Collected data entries
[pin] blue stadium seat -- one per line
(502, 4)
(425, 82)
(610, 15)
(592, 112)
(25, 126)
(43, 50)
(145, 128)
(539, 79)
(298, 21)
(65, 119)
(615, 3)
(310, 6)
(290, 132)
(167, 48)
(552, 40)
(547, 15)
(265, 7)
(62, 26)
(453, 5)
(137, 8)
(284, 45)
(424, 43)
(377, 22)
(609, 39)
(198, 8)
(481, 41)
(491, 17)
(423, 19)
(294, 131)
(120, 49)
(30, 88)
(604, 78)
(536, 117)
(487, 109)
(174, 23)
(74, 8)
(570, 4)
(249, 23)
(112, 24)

== YOUR ASSIGNMENT ==
Please repeat the data above verbatim, all of it.

== TASK RESPONSE ==
[pin] blue stadium seat -- one per line
(502, 4)
(425, 82)
(610, 15)
(592, 112)
(25, 126)
(43, 50)
(145, 128)
(539, 79)
(298, 21)
(65, 119)
(615, 3)
(310, 6)
(290, 132)
(167, 48)
(552, 40)
(547, 15)
(265, 7)
(62, 26)
(453, 5)
(137, 8)
(284, 45)
(424, 43)
(377, 22)
(609, 39)
(198, 8)
(481, 41)
(491, 17)
(423, 19)
(294, 131)
(120, 49)
(30, 88)
(604, 78)
(536, 117)
(487, 109)
(174, 23)
(74, 8)
(570, 4)
(249, 23)
(112, 24)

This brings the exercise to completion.